Written exercise: Rescale the lines from the one containing "pin: the concrete planter" through the end of the items, and write them out again with the requests included. Multiply every coordinate in the answers by 1.75 and round each to a whole number, with halves rounding up.

[Named-object pointing records]
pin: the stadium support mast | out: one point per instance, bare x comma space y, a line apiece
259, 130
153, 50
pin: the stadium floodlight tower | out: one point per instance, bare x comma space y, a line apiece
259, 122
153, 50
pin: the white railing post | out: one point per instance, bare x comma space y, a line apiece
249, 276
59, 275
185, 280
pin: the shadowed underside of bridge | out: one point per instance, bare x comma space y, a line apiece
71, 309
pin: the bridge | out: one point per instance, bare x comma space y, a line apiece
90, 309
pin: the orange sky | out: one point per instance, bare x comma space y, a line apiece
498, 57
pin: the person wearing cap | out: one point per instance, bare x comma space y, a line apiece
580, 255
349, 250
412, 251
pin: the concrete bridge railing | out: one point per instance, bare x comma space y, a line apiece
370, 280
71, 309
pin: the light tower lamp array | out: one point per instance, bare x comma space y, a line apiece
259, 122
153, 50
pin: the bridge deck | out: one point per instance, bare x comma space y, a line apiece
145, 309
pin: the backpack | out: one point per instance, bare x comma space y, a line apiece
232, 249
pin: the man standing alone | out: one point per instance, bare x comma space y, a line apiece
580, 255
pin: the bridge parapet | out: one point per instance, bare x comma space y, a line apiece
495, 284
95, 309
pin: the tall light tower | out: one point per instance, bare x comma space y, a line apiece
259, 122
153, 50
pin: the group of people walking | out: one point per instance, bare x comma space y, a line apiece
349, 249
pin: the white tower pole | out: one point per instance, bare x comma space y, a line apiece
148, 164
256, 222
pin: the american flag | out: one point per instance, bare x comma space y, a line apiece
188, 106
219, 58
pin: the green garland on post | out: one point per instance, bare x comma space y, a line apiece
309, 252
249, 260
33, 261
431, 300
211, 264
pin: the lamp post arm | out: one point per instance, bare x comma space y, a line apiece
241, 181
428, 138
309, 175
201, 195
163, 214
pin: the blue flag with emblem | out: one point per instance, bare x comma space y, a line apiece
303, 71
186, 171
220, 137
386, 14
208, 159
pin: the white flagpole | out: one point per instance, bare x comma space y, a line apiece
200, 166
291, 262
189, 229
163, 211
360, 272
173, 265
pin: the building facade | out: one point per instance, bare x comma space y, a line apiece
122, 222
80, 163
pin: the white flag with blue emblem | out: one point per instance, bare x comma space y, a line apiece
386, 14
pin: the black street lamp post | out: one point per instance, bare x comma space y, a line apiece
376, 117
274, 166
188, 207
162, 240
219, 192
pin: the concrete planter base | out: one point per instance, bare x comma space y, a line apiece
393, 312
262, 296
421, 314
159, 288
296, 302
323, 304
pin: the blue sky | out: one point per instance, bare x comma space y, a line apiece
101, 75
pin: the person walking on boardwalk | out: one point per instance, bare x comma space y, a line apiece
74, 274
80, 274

Solution to this task:
pin: the concrete planter base | out: one point per instance, bare x comma space y, a line apiece
688, 546
459, 518
737, 550
278, 504
518, 529
565, 532
pin: the blue sky | out: one point per instance, bare x comma space y, a line apiece
177, 131
pin: the person walking on boardwalk | out: one point per instance, bare x comma space y, a line apiece
130, 480
140, 480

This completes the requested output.